**課題指示 1**
韓国経済の記事から、「朴政権、打つ手なし 失速止まらぬ韓国経済 議会はネジレ」から「ある」(西濱氏)というのだ。」までの部分を一字一句違えずに書き写しなさい。
**課題指示 2**
韓国経済の記事の内容を三文で要約しなさい。

**抜粋本文**
* * * * * * * * *

朴政権、打つ手なし 失速止まらぬ韓国経済 議会はネジレ 対策たなざらし…
2016.04.28
ZAKZAK夕刊フジ
韓国経済が出口なしだ。
輸出と消費、設備投資の三本柱が低迷し、1~3月期の国内総生産(GDP)は前期比0・4%増と、中東呼吸器症候群(MERS)騒動のあった昨年4~6月期以来の水準に落ち込んだ。
与党の総選挙大敗で朴槿恵(パク・クネ)政権のレームダック(死に体)化が進み、議会との「ねじれ」も生じて何も手を打てない惨状だ。
「輸出が持ち直さないため、企業は設備投資を渋り、国内の雇用も弱い。
海外要因の悪化がドミノ的に国内に影響している状態だ」。
韓国のGDPが低調な理由を第一生命経済研究所主席エコノミストの西濱徹氏が解説する。
1~3月期GDPでは、主力の輸出が前期比1・7%減となったほか、民間消費も0・3%減、設備投資は5・9%減と落ち込んだ。
最大の輸出先である中国経済が減速しているうえ、「中国からの輸出拡大の動きがカニバリ(共食い)を誘発している可能性もある」(西濱氏)というのだ。
為替のウォン高基調も輸出の足を引っ張っている。

* * * * * * * * *

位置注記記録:
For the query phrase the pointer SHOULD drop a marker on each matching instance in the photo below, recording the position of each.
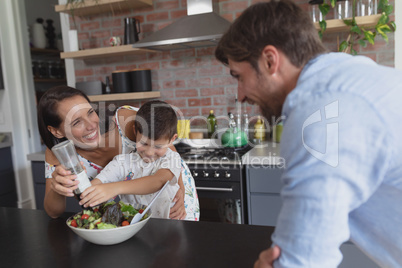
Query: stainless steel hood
(201, 27)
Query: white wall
(398, 35)
(18, 99)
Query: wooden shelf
(125, 96)
(44, 51)
(104, 51)
(91, 7)
(339, 25)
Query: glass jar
(343, 9)
(366, 7)
(314, 10)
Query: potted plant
(358, 34)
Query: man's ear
(55, 132)
(270, 57)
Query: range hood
(201, 27)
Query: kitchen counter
(5, 139)
(265, 154)
(39, 156)
(29, 238)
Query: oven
(218, 175)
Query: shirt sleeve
(335, 148)
(115, 170)
(172, 162)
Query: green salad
(106, 216)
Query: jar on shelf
(343, 9)
(314, 10)
(366, 7)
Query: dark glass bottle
(211, 122)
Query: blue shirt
(342, 143)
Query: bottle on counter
(211, 123)
(246, 125)
(66, 154)
(259, 130)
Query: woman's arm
(100, 193)
(58, 187)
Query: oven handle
(214, 189)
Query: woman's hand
(97, 193)
(267, 258)
(178, 211)
(63, 182)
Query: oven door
(220, 201)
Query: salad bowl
(111, 236)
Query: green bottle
(211, 122)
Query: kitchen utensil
(66, 154)
(131, 31)
(121, 81)
(139, 216)
(196, 135)
(234, 138)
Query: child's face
(150, 150)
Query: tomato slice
(74, 223)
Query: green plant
(357, 34)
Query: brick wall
(191, 79)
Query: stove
(218, 175)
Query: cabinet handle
(214, 189)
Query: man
(342, 122)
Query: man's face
(261, 88)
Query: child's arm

* * * * * * * * *

**記述解答 1**
朴政権、打つ手なし 失速止まらぬ韓国経済 議会はネジレ 対策たなざらし…
2016.04.28
ZAKZAK夕刊フジ
韓国経済が出口なしだ。
輸出と消費、設備投資の三本柱が低迷し、1~3月期の国内総生産(GDP)は前期比0・4%増と、中東呼吸器症候群(MERS)騒動のあった昨年4~6月期以来の水準に落ち込んだ。
与党の総選挙大敗で朴槿恵(パク・クネ)政権のレームダック(死に体)化が進み、議会との「ねじれ」も生じて何も手を打てない惨状だ。
「輸出が持ち直さないため、企業は設備投資を渋り、国内の雇用も弱い。
海外要因の悪化がドミノ的に国内に影響している状態だ」。
韓国のGDPが低調な理由を第一生命経済研究所主席エコノミストの西濱徹氏が解説する。
1~3月期GDPでは、主力の輸出が前期比1・7%減となったほか、民間消費も0・3%減、設備投資は5・9%減と落ち込んだ。
最大の輸出先である中国経済が減速しているうえ、「中国からの輸出拡大の動きがカニバリ(共食い)を誘発している可能性もある」(西濱氏)というのだ。

**記述解答 2**
韓国経済は輸出、消費、設備投資の三本柱が低迷し、1~3月期のGDPは前期比0・4%増と、昨年4~6月期以来の水準に落ち込んだ。最大の輸出先である中国経済の減速やウォン高基調が輸出の足を引っ張っている。与党の総選挙大敗で朴槿恵政権のレームダック化が進み、議会との「ねじれ」も生じて何も手を打てない状態にある。